■ Passage to read ■
⟨

Paul Cliteur

The Secular Outlook: In Defense of Moral and Political Secularism

Paul Cliteur, The Secular Outlook: In Defense of Moral and Political Secularism, Wiley-Blackwell, 2010, 317pp., $29.95 (pbk), ISBN 9781444335217.

Reviewed by J. Caleb Clanton, Pepperdine University

The primary goal of this book, its author says, is "to show how religious believers and unbelievers can live peacefully together and what principles the state should try to stimulate in its citizenry to achieve social harmony and social cohesion" (1). Cliteur thinks we need this instruction because of the growing global threat of religiously inspired injustice, coercion, violence, and terrorism. As an antidote, he recommends a moral and political vision which he calls "a 'secular outlook' on life" (1). Its four main components are atheism, criticism of religion, free speech, and "moral autonomy" (11). Cliteur discusses these respectively in the book's four chapters.

The first chapter sets out to explain what atheism is. Cliteur says atheism shouldn't be understood as a set of positive assertions, and neither should it be understood as a religion in its own right (16). An atheist needn't necessarily believe that God does not exist; rather, atheism is simply a-theism, meaning that the atheist simply doesn't affirm that there exists a personal, transcendent, omniscient, omnipotent, and omnibenevolent being traditionally called "God" (16-17; cf. 35). This definition of atheism, Cliteur admits, has some counterintuitive implications (27). For example, polytheists and pantheists are rightly labeled as atheist insofar as they don't affirm that there's a big-g God, but only little-g gods. The same goes for squishy, liberal theologians who assert that the divine is merely some vague and vacuous "other" or something similar to what Paul Tillich calls "ultimate concern": they're really atheists, too (29). Following Antony Flew, Cliteur maintains that atheism understood merely as a "negative doctrine" doesn't have the burden of proof because it isn't making any positive assertions (38). So when theists demand that atheists pony up and defend their atheism, they're really just confusing the status of not believing in God's existence (negative atheism) with the view that God doesn't exist (positive atheism). And negative atheism should be regarded as "the default position," Cliteur asserts (39). He adds to this that only those who have come to hold their view through "an explicit intellectual choice" should be regarded as atheists (39).

Atheism, for Cliteur, should only be taken as a "private" matter, meaning that the atheist needn't say that "all people have to subscribe to his or her view of life in order to live peacefully together" or that the state should squelch religion (66, 68). Yet Cliteur also thinks that private atheism is "an integral part of the secular outlook" (66). Because the word "atheism" is often associated with "public atheism" or "political atheism," he ultimately recommends that secularists replace the term with "non-theism" (68). Cliteur takes a troubled tone at the end of the chapter when he says that atheists have "lost the debate when it comes to public perception," even though they've "won the intellectual battle" (68). Why is it clear to him that atheism (qua non-theism) is the intellectual victor? It's natural to be curious about this in light of certain formidable work that theists have produced lately in the philosophy of religion. Disappointingly, Cliteur doesn't explain why he's so confident -- though in asserting that atheism is the proper default position, he makes mention of his favorite atheist writers.

⟩

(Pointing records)

⟨

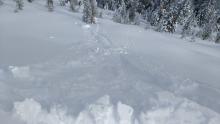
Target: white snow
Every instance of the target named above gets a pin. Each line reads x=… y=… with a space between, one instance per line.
x=55 y=69
x=20 y=72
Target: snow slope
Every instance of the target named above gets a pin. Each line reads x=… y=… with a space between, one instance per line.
x=55 y=69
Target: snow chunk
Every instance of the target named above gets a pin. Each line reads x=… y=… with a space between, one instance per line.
x=31 y=112
x=20 y=72
x=87 y=26
x=125 y=113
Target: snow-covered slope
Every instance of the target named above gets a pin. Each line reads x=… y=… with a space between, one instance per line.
x=55 y=69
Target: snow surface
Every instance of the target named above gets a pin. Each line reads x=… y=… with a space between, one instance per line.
x=55 y=69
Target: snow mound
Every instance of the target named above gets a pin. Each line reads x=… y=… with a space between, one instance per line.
x=167 y=110
x=20 y=72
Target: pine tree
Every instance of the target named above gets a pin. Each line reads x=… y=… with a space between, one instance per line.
x=19 y=5
x=209 y=19
x=217 y=39
x=73 y=4
x=94 y=11
x=87 y=11
x=50 y=5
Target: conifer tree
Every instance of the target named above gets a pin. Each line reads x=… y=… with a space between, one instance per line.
x=50 y=5
x=73 y=4
x=89 y=11
x=1 y=2
x=19 y=5
x=121 y=15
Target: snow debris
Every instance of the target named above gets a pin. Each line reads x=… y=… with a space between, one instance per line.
x=20 y=72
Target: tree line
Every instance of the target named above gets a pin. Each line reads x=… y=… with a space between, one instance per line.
x=190 y=18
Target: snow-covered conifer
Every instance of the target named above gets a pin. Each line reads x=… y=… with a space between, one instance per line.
x=121 y=15
x=50 y=5
x=1 y=2
x=19 y=5
x=73 y=4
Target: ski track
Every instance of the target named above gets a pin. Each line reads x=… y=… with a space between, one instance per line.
x=80 y=75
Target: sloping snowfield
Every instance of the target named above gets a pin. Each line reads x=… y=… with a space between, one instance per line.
x=55 y=69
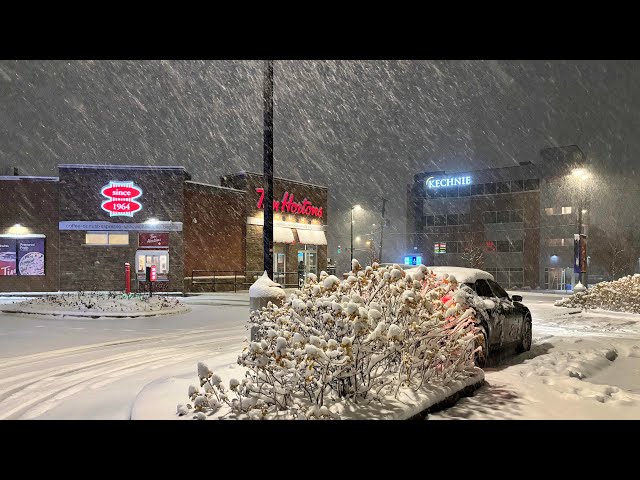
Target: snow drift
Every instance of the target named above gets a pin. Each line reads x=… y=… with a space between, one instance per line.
x=622 y=295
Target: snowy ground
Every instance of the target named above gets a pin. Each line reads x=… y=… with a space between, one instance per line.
x=582 y=365
x=96 y=304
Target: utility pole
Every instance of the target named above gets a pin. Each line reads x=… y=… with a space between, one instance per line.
x=267 y=229
x=384 y=201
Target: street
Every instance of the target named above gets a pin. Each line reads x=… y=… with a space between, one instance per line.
x=581 y=365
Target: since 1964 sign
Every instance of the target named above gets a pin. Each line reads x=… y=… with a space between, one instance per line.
x=121 y=199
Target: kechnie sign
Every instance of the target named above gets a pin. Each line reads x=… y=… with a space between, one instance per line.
x=433 y=182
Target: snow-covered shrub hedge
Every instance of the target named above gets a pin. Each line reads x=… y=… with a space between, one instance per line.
x=359 y=340
x=622 y=295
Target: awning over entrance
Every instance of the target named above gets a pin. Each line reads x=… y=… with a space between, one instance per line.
x=283 y=235
x=312 y=237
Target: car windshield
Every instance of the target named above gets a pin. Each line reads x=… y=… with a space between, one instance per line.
x=497 y=289
x=483 y=289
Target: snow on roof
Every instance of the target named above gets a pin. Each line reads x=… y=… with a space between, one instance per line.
x=245 y=172
x=28 y=177
x=215 y=186
x=118 y=167
x=462 y=274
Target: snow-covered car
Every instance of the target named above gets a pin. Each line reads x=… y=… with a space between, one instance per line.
x=504 y=320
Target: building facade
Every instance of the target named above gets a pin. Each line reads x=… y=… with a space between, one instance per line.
x=78 y=230
x=517 y=223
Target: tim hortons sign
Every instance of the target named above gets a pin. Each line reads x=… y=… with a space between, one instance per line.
x=121 y=199
x=288 y=205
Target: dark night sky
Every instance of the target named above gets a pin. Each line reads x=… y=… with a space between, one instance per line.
x=361 y=128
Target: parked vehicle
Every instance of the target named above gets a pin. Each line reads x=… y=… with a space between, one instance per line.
x=509 y=322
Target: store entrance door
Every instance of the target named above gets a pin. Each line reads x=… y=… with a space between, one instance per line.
x=307 y=262
x=279 y=264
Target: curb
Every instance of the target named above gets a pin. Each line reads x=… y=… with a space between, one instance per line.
x=93 y=314
x=450 y=401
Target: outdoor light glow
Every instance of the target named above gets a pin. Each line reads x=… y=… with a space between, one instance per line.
x=581 y=173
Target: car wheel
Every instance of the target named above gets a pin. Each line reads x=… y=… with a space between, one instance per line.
x=481 y=359
x=525 y=340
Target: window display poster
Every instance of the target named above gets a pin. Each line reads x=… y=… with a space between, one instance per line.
x=7 y=256
x=30 y=256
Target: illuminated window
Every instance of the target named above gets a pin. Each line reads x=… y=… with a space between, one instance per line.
x=106 y=238
x=119 y=238
x=96 y=238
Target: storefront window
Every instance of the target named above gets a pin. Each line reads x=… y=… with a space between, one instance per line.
x=120 y=238
x=307 y=262
x=22 y=255
x=106 y=238
x=96 y=238
x=159 y=258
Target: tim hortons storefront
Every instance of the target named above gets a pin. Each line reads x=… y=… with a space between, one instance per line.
x=76 y=231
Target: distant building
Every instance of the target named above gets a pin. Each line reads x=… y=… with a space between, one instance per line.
x=517 y=223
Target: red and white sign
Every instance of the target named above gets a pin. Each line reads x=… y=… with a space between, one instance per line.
x=153 y=276
x=288 y=205
x=121 y=197
x=153 y=240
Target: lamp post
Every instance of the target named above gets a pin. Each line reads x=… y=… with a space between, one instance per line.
x=267 y=229
x=355 y=207
x=581 y=174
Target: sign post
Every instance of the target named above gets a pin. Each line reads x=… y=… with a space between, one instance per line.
x=127 y=278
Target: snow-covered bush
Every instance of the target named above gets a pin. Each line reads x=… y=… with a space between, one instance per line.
x=359 y=339
x=622 y=295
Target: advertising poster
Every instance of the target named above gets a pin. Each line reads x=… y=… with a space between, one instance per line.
x=153 y=240
x=30 y=256
x=7 y=256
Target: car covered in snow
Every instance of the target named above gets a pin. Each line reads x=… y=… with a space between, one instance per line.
x=504 y=320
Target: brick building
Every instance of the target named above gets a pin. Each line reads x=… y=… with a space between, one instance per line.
x=76 y=231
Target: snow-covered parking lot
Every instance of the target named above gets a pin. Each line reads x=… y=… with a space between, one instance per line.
x=583 y=365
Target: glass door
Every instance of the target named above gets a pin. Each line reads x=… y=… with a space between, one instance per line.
x=279 y=264
x=307 y=262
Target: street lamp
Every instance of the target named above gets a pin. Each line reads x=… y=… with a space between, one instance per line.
x=581 y=174
x=355 y=207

⟩

■ Job A ■
Please give the rows from the line with "Target: glass door" through the end of the rows as a numbered list, leaving out blank lines.
■ Job B ■
Carry the review of The Secular Outlook forward from the point where it stops.

■ Exercise result A ■
1. Target: glass door
2. Every instance of the target named above gets a pin. Each line reads x=… y=… with a space between, one instance per line.
3. x=279 y=264
4. x=307 y=262
5. Target: street lamp
6. Every instance of the target named above gets a pin. Each line reads x=… y=… with a space between, one instance per line.
7. x=581 y=174
8. x=355 y=207

■ Exercise result B ■
In the second chapter, Cliteur discusses criticism of religion -- a sort of criticism that he takes to be the first of the two great "pillars of freethought" (71). His main point is that "only if religion is subjected to rigorous criticism can it be purified" of its darker impulses (74). All too often, Cliteur says, advocates of religion as well as scholars manifest a "pussyfooting attitude" when it comes to dealing with certain passages in religious holy books that seem to breed terrorism, violence, and injustice: typically, they either just turn a blind eye to them, or they attempt to explain them all away by some fancy interpretative acrobatics, or they just punt by blaming anything negative on something external to religion itself (80). But Cliteur wants us to be freethinkers and to expose the ways in which sacred texts actually endorse or even encourage violence, terrorism, and injustice. As an example, he points to the Qur'an's mandate of flogging as punishment for adultery (Sura 24:2). That passage seems to have influenced the Saudi legal system in recently sentencing a victim of gang rape to 200 lashes (85). Cliteur criticizes Islamic moderates like Tariq Ramadan for not speaking out loudly enough against such an unjust sentence and for "obfuscating the relationship between the passage in the holy book and the social practice" when they claim that the source of the problem is really one of improper interpretation and application, rather than the Qur'an or Islam itself (85; cf. 87).

Cliteur thinks that blaming misinterpretation as a way of vindicating religious holy books is just a cop out and that such a maneuver ultimately leads to some sort of "postmodern" textual relativism according to which we can just read the text in any way we like (92). Ultimately, he says, there's just no way around the fact that the "problem is the text itself" (97). And there are similar problems with the Old Testament, especially insofar as it seems to Cliteur to imply that we should kill apostates (Deuteronomy 13:6-12) and it has Yahweh praise Phineas (Numbers 25:1-18), who is "the archetypical religious terrorist" (107). Cliteur has a harder time finding inflammatory commands in the New Testament, though he tries to read Matthew 5:30 (where Jesus says to poke out your eye if it causes you to stumble into adultery) as telling Christians to cast out heretics when they threaten to drag society into hell (110). As Cliteur sees it, we really have only two options: either we own up to the violence-endorsing nature of these holy books, or we resign ourselves to relativism if we try to offer better interpretations of the passages he finds most disturbing. The most obvious concern here is that Cliteur seems to want to force us into a false dilemma that will likely breed more religious fundamentalism, not less. And it appears that Cliteur wants to prevent religious folks from taking the same interpretative and contextualizing liberties he's clearly willing to allow himself.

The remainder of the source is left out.